### Given instruction
Take the data that follows and retype it word for word.
▼
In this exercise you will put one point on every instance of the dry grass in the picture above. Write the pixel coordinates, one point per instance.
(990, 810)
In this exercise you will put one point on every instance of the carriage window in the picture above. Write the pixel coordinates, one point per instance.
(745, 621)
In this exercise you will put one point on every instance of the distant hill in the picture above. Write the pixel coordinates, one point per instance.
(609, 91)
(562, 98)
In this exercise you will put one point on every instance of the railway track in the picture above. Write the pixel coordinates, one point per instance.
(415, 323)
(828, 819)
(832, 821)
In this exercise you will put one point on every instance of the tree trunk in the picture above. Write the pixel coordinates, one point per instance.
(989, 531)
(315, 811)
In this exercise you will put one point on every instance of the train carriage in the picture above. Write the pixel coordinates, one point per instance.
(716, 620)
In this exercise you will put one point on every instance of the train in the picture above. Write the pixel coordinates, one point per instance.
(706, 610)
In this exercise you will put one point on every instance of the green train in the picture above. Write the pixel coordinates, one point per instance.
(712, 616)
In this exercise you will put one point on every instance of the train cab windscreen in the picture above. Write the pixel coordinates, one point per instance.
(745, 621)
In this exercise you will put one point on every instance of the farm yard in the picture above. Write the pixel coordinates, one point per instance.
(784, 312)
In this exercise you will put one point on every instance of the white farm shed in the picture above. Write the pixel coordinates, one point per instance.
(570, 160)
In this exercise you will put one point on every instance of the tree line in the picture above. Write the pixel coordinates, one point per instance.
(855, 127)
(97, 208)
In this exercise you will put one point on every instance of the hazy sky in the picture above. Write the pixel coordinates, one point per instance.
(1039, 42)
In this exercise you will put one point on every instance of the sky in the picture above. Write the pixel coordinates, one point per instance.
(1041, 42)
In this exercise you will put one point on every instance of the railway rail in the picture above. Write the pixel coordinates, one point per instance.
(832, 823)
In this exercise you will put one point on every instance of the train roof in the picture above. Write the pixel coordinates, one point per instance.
▲
### Answer to this task
In this exercise you will put one point on every instance of the dry grass in the picture above. Write the pixel coordinates, one point per instance.
(990, 810)
In this exercise you will put one point on every instance of the carriage window in the picture above. Write the pixel coordinates, one point per instance.
(745, 621)
In this exercise you will put one point on every instance of the distant hill in the picture above. Write the pixel coordinates, one point per instance.
(609, 91)
(562, 98)
In this exercise you will put one point on every instance of the railway track in the picture above. Write the pixel coordinates, one point per instance.
(415, 323)
(828, 819)
(832, 821)
In this exercise you will put one point on every instance of the tree trunk in the picture above. Write the pixel coordinates, one point per instance.
(989, 531)
(315, 811)
In this exercise you will put one point on every instance of the train carriage in the picture above. Write the pixel coordinates, one point per instance.
(716, 620)
In this exercise you will put one point on every instance of the train in the picture above. Write the pixel coordinates, one point per instance.
(706, 610)
In this exercise you will put one point on every instance of the green train in the picture above. Write the pixel coordinates, one point per instance.
(712, 616)
In this exercise you will put one point on every instance of the train cab windscreen in the picture above. Write the pixel coordinates, one point per instance.
(745, 621)
In this exercise you will put one point on every instance of the farm yard in the picture above. Write the pixel coordinates, one point per instance.
(784, 312)
In this exercise you will put one point on every instance of the white farm shed in the picture above. Write the pixel coordinates, one point per instance.
(570, 160)
In this exercise you will put one point on every instance of the tree line in the picture above. Write the pixel coordinates, one point per instance.
(855, 127)
(97, 208)
In this exercise you will put one point on every instance of the hazy sky in the picture above. Write the pixel coordinates, one point per instance.
(1039, 42)
In this exercise you will put one point on every instance of the sky in the picture above. Write the pixel coordinates, one point per instance.
(1041, 42)
In this exercise you will put one point on every instance of the railway rail in the picture above. Write the pixel coordinates, one point per instance.
(832, 823)
In this exercise you will put one point on every instance of the train roof in the picture above. Write the pixel coordinates, one point per instance.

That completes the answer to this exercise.